**WRITTEN INSTRUCTION 1:**
Condense the paragraph in the text on GitLab that begins "Stronger offerings led to better pricing" into a short bulleted list that keeps its main facts.
**WRITTEN INSTRUCTION 2:**
Write the next part of the text on GitLab, starting after its final paragraph.

═══ TEXT SECTION ═══

As CEO, Sid Sijbrandij stated on their Q4-FY2024 earnings call, emphasis mine.
I think us and GitHub are the only true platforms today where it's a single application, single code base, single data store. And the big advantage of that is you get a faster cycle time. You don't have to switch applications. You can do very intelligent things with AI, for example. We wouldn't have been able to add so many AI functions, the most in the market, if it was across different applications. We have the broadest platform, because the more point solutions our customers can replace, the more they save on licensing, the more they save on integration costs. The better they can up their compliance, the more efficient they get.
We're talking to a CSO and it compares to GitHub, they see we can do a lot of things that they need and that GitHub can't do. GitHub doesn't have dynamic scanning. GitHub doesn't have API security. GitHub doesn't have fuzz testing. Even better, we can prove that they are compliant. With GitLab, they can tag every project, note the security framework, say what that security framework consists of and prove that. The auditors can walk in, point to any environment, and they have the reports ready. We're unique in that capability.
DevOps Magic Quadrant (Gartner)
Forrester too seems to love GitLab, naming it as having a stronger current offering than Amazon and Microsoft.
Forrester Integrated Delivery Platform (Forrester)
For Q4-FY2024, GitLab had an excellent Dollar based net retention rate or NRR of 130%, indicating a larger wallet share of customers, a solid rate for a SaaS / licensing company.
For Q4-FY2024 it had adjusted gross profit margins of almost 90% even with a SaaS component of 25% of revenues, which has lower margins than licensing revenue. This led to the first year of positive cash flow with $35Mn in operating cash, improving $152Mn from negative $117Mn.
As we can see below, it had strong growth in the top tiers with customers over $1Mn in ARR growing 52% and customers over $100,000 in ARR improving 37%.
GitLab Metrics (Seeking Alpha, GitLab)
Stronger offerings led to better pricing for GitLab, with GitLab Ultimate, their most expensive offering, becoming the fastest growing across the company, and now represents about 44% of the total ARR. And even though it was the highest priced, customers bought it because of improved cycle times leading to a better ROI for their clients.
GitLab has positioned itself as a DevSecOps player and is firmly increasing its share of compliance and security features within the Dev Ops platform with security features like dynamic scanning, fuzz testing, API testing and, providing certification for auditors, again circumventing the need to look for other software programs just for security. For example, T-Mobile recently moved 25,000 projects into GitLab in two months and increased their security scans to hundreds of thousands per month - using GitLab's integrated solution to reduce friction and fix vulnerabilities that would have arisen with two different solutions. As another example, one of their clients, CACI, found it easier to comply with federal regulation working in their integrated and agile environment.

═══ RECORD EXTRACTS ═══

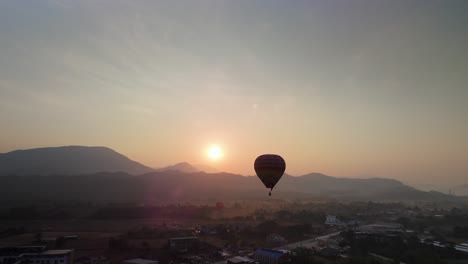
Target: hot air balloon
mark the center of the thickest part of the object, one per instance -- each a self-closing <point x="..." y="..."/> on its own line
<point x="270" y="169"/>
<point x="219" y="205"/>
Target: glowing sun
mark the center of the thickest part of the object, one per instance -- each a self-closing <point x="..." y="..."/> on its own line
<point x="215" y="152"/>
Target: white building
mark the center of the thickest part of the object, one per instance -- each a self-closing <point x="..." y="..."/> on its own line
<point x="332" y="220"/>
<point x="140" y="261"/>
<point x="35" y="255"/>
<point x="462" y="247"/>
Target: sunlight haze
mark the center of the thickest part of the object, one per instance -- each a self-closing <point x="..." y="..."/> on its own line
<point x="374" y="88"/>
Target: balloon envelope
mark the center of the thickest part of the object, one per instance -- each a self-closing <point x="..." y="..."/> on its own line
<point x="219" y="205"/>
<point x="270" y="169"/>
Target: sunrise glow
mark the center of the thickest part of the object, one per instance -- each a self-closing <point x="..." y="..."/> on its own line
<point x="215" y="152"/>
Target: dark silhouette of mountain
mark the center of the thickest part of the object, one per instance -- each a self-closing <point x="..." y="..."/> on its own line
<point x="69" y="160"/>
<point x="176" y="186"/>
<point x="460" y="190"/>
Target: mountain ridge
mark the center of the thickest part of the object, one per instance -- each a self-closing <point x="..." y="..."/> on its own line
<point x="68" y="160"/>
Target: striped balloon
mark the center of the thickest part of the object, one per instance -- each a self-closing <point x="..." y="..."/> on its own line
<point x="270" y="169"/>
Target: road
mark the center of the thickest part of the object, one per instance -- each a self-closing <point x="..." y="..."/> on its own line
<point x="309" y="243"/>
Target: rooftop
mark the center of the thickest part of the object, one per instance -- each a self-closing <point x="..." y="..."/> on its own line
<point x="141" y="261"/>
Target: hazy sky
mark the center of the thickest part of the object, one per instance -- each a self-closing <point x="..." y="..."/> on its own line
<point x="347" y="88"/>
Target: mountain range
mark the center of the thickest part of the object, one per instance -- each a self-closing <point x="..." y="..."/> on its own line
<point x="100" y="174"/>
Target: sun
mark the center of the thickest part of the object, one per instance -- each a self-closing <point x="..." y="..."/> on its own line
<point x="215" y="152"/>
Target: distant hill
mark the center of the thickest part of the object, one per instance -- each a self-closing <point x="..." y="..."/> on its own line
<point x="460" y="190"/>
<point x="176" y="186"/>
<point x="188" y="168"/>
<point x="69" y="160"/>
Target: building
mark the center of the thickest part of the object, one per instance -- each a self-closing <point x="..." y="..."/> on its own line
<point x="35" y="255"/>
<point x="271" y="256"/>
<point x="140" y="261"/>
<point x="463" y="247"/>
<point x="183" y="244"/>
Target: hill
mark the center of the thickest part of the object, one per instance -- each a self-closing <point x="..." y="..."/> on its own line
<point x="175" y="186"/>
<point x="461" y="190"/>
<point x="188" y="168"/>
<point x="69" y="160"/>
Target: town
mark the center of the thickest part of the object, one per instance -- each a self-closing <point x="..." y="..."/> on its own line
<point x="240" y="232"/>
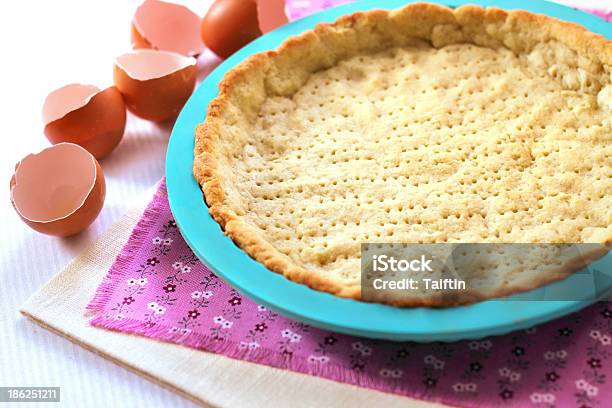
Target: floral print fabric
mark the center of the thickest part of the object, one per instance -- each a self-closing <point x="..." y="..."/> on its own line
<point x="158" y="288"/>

═══
═══ RECORD EXTRACTS ═══

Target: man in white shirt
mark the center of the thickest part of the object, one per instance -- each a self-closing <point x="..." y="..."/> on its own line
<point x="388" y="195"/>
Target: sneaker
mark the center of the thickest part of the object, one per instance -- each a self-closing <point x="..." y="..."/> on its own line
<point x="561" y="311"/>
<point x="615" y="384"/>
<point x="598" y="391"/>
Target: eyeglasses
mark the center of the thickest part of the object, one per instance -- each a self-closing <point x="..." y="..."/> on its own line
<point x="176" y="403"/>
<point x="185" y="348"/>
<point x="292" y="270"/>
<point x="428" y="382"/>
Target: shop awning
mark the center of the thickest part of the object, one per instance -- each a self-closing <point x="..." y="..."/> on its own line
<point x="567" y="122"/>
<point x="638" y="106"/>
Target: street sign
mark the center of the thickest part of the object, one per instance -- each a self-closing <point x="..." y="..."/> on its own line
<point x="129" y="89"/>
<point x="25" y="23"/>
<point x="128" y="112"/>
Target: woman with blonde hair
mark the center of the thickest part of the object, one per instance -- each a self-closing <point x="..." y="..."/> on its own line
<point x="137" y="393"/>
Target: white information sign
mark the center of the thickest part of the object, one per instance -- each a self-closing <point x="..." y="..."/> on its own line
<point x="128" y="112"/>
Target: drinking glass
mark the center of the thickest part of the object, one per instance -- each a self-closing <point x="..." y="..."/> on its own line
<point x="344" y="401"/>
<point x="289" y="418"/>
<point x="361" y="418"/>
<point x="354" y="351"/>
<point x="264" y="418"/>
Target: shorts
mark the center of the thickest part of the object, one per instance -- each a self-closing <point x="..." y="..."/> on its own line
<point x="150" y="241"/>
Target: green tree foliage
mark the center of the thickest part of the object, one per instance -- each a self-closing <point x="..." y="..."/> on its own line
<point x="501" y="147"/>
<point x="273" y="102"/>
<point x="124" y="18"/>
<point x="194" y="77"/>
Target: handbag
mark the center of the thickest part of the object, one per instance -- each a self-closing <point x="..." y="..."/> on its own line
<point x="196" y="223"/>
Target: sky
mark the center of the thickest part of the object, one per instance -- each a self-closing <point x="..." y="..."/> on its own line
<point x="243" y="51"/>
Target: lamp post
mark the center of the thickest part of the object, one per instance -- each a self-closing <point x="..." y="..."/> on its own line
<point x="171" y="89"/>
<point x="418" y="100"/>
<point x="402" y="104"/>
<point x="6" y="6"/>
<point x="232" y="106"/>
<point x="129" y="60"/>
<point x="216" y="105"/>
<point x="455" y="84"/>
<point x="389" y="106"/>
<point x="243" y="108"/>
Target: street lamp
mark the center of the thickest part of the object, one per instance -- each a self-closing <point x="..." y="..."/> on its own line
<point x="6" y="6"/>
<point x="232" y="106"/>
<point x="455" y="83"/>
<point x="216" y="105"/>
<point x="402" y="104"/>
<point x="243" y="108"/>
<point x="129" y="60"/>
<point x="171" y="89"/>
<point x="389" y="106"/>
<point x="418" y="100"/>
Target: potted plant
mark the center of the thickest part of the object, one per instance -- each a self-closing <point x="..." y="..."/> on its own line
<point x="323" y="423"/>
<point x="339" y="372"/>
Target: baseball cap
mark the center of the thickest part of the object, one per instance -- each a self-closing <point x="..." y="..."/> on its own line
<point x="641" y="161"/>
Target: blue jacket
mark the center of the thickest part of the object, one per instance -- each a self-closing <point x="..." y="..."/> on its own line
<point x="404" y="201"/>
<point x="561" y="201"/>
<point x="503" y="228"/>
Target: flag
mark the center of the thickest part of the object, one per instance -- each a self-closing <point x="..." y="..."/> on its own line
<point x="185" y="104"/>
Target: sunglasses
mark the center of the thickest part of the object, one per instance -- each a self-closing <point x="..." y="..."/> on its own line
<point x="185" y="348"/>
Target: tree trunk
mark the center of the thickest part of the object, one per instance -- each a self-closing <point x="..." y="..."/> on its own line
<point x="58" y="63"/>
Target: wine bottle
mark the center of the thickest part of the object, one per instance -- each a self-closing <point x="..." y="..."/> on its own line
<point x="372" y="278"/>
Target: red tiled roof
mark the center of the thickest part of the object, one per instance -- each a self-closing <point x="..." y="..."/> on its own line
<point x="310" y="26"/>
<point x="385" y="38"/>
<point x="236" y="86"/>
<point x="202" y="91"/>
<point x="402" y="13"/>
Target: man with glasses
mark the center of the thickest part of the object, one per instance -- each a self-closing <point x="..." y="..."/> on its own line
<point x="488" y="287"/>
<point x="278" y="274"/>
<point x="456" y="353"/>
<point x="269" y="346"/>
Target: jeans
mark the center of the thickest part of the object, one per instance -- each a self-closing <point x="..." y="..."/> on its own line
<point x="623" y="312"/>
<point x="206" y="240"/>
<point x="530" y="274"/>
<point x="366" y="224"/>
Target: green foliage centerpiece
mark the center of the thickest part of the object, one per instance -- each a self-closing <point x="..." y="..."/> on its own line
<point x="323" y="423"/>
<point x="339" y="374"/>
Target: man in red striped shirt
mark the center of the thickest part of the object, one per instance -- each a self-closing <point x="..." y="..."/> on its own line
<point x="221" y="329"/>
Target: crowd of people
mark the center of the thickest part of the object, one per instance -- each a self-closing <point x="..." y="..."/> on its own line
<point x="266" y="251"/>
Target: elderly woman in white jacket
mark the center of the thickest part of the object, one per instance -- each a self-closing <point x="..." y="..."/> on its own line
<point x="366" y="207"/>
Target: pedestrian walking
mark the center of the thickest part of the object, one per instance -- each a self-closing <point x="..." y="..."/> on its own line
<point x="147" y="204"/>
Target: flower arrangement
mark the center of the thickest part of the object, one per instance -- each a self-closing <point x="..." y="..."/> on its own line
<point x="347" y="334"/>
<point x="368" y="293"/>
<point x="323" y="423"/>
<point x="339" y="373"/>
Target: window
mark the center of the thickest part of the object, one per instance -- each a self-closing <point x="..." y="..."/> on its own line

═══
═══ RECORD EXTRACTS ═══

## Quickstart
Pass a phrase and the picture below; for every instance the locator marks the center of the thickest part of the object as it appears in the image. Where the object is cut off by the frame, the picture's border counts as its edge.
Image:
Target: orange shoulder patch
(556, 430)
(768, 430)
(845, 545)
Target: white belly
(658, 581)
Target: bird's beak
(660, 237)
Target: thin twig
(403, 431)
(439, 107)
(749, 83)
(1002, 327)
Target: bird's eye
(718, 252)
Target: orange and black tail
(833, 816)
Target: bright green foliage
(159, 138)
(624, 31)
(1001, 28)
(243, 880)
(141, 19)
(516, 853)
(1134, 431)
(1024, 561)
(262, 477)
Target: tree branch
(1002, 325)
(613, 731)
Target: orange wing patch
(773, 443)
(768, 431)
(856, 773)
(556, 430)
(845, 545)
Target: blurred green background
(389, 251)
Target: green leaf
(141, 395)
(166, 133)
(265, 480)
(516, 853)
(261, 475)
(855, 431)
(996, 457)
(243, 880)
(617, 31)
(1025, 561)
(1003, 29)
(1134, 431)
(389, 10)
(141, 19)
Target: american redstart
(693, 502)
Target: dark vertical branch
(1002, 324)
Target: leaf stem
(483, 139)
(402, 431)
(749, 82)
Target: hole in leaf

═══

**TASK ANSWER 1:**
- Stronger offerings brought GitLab better pricing.
- GitLab Ultimate, its most expensive offering, became the fastest growing across the company.
- Ultimate now makes up about 44% of total ARR.
- Customers bought it despite the highest price because improved cycle times gave them a better ROI.

**TASK ANSWER 2:**
GitLab is also offering a single tenant cloud environment via GitLab Dedicated for clients that need one for security, residency, and compliance regulation, and acquired a seven-figure deal from a US airline in Q4.
I believe providing security and compliance within the DevOps platform is and will become an even bigger competitive advantage as will the single tenant offering. They're the only DevOps platform that offers the single tenant SaaS right now with the first mover advantage. They've also seen growth from customers replacing point solutions like Checkmarx, Snyk, Veracode and Black Duck.
GitLab is also seeing growth and promise from their planning offering, Enterprise Agile Planning, which lets customers bring software planning into the DevOps platform, and they've seen customers switching from Atlassian's Jira. Having a planning component integrated into DevOps reduces the need for planning tooling and software creation tooling.
Another big opportunity is using its large platform to build and charge for AI capabilities, and they're charging $19 per month per user for GitLab Duo Pro. This integrates AI throughout the software development life cycle, which allows them to explain and address vulnerabilities all throughout and improve engineering productivity. The Duo Pro offering, according to an Omidia report, had the best AI features in the market. They had 38 out of the 43 areas where you could provide AI features in the DevOps platform, the best coverage amongst their competitors.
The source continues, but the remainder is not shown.